**Provided data**.
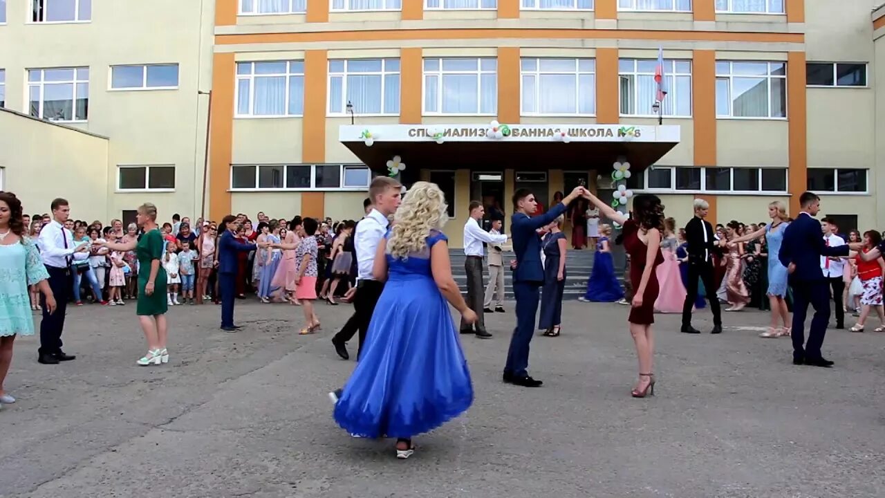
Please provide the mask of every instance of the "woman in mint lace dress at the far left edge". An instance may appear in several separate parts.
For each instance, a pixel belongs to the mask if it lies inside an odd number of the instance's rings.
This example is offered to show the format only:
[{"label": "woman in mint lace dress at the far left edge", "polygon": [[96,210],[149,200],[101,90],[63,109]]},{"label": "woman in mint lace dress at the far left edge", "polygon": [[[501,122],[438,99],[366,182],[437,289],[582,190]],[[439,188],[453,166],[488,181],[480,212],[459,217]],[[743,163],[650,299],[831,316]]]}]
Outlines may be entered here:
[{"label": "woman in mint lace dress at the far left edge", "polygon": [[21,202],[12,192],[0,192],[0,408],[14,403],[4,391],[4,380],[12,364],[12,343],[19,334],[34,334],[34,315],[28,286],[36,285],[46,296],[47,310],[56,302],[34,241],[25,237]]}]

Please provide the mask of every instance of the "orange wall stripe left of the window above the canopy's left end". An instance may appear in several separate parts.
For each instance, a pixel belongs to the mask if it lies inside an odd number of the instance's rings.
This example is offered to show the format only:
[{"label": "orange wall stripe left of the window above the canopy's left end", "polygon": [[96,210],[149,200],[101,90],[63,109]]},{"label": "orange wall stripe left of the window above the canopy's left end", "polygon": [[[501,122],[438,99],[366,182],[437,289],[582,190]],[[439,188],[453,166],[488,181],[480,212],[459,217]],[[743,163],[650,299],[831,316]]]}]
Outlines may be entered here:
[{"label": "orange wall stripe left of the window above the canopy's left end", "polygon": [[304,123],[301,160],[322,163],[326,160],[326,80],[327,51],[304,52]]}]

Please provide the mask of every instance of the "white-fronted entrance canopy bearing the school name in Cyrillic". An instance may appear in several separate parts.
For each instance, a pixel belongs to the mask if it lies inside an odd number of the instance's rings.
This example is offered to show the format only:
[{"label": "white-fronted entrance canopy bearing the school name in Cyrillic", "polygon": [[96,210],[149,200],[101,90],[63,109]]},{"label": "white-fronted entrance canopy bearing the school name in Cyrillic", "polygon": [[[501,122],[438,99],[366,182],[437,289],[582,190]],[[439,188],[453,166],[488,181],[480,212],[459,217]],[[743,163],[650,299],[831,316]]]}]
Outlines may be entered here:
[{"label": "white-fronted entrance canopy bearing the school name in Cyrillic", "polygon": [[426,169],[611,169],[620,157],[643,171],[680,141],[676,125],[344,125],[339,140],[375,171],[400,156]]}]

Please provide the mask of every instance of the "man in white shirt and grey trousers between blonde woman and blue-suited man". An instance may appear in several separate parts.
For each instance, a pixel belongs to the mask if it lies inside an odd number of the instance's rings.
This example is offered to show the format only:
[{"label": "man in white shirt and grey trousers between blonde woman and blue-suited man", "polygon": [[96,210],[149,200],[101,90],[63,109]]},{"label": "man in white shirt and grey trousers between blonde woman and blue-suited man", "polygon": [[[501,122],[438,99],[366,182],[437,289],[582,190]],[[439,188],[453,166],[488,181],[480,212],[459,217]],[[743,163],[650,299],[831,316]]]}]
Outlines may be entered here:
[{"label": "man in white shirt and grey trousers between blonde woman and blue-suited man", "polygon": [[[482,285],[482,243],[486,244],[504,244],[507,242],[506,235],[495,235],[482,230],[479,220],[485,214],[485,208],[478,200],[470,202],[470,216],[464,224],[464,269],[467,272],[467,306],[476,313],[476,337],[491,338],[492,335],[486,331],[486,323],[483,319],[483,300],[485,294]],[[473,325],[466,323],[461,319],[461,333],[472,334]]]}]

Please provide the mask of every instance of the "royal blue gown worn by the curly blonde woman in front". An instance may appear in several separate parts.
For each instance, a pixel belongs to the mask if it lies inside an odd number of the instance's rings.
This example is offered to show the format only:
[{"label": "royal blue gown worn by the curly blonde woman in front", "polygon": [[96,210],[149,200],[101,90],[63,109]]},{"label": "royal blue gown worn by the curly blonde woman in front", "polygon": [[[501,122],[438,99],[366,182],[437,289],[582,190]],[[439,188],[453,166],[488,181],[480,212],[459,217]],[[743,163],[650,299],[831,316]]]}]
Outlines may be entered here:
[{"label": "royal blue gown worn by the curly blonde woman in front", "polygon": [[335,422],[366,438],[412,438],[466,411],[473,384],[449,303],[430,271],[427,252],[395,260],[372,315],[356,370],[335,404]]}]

**About this task**. Every line of the listing must be reproduced exactly, though the pictures are to be left out.

**Exercise result**.
Please provide the mask of every instance of the "woman in mint lace dress at the far left edge". An instance may appear in several separate parts.
For each instance, a pixel belongs to the mask if it lies inside an odd number of the instance's rings.
This example is offered to show the format only:
[{"label": "woman in mint lace dress at the far left edge", "polygon": [[96,210],[149,200],[101,90],[63,109]]},{"label": "woman in mint lace dress at the far left edge", "polygon": [[[501,122],[438,99],[366,182],[437,289],[582,190]],[[439,188],[453,166],[488,181],[480,212],[459,217]],[[743,163],[650,299],[831,316]]]}]
Outlines may be entered here:
[{"label": "woman in mint lace dress at the far left edge", "polygon": [[21,202],[12,192],[0,192],[0,408],[14,403],[4,391],[4,380],[12,364],[12,343],[19,334],[34,334],[34,315],[28,286],[36,285],[46,296],[47,310],[56,302],[34,241],[25,237]]}]

Please provide the mask of every instance of the "orange wall stripe left of the window above the canopy's left end". An instance may appear in several separate parts.
For each instance, a pixel belongs to the mask if it lies inside an odd number of the instance's rings.
This example is offered to show the format only:
[{"label": "orange wall stripe left of the window above the canopy's left end", "polygon": [[96,210],[149,200],[101,90],[63,109]]},{"label": "orange wall stripe left of the window above the canopy's left end", "polygon": [[[501,122],[438,99],[366,182],[437,289],[582,190]],[[439,188],[453,166],[488,181],[480,212],[459,217]],[[743,163],[650,299],[831,316]]]}]
Outlines may be entered here:
[{"label": "orange wall stripe left of the window above the canopy's left end", "polygon": [[304,123],[301,160],[322,163],[326,160],[326,80],[327,51],[304,52]]}]

Please provide the mask of every instance of the "white-fronted entrance canopy bearing the school name in Cyrillic". An instance may appear in several separate parts.
For each instance, a pixel belongs to the mask if it lies inside an odd number of the instance's rings.
This example is offered to show the format only:
[{"label": "white-fronted entrance canopy bearing the school name in Cyrillic", "polygon": [[96,210],[149,200],[101,90],[63,109]]},{"label": "white-fronted entrance canopy bearing the school name in Cyrillic", "polygon": [[[501,122],[438,99],[366,182],[437,289],[582,190]],[[439,188],[453,166],[488,181],[480,212],[459,217]],[[743,163],[650,299],[831,316]]]}]
Outlines may be entered here:
[{"label": "white-fronted entrance canopy bearing the school name in Cyrillic", "polygon": [[426,169],[611,169],[620,157],[643,171],[680,141],[676,125],[344,125],[339,140],[375,171],[400,156]]}]

Please provide the mask of every instance of the "man in white shirt and grey trousers between blonde woman and blue-suited man". An instance may appear in several separate parts.
For each instance, a pixel belongs to the mask if it lies inside an odd number of the instance's rings.
This example is offered to show the format only:
[{"label": "man in white shirt and grey trousers between blonde woman and blue-suited man", "polygon": [[96,210],[149,200],[101,90],[63,109]]},{"label": "man in white shirt and grey trousers between blonde woman and blue-suited man", "polygon": [[[501,122],[438,99],[366,182],[437,289],[582,190]],[[439,188],[453,166],[488,181],[480,212],[459,217]],[[743,163],[650,299],[831,316]]]}]
Outlines may be entered here:
[{"label": "man in white shirt and grey trousers between blonde woman and blue-suited man", "polygon": [[[482,285],[482,243],[486,244],[504,244],[507,242],[506,235],[495,235],[482,230],[479,220],[485,214],[485,208],[478,200],[470,202],[470,216],[464,224],[464,269],[467,272],[467,306],[476,313],[476,337],[491,338],[492,335],[486,331],[486,323],[483,319],[483,300],[485,294]],[[473,325],[466,323],[461,319],[461,333],[472,334]]]}]

Please provide the mask of every instance of the "royal blue gown worn by the curly blonde woman in front". An instance may appear in several separate parts.
For each instance, a pixel belongs to the mask if it lies inside an odd number of the instance's rings.
This example is offered to show the format only:
[{"label": "royal blue gown worn by the curly blonde woman in front", "polygon": [[96,210],[149,200],[101,90],[63,109]]},{"label": "royal blue gown worn by the curly blonde woman in front", "polygon": [[[501,122],[438,99],[366,182],[437,289],[582,190]],[[439,188],[453,166],[488,181],[480,212],[459,217]],[[743,163],[650,299],[831,316]]]}]
Outlines may be entered here:
[{"label": "royal blue gown worn by the curly blonde woman in front", "polygon": [[335,422],[366,438],[412,438],[466,411],[473,384],[449,303],[430,271],[427,252],[395,260],[372,315],[356,370],[335,404]]}]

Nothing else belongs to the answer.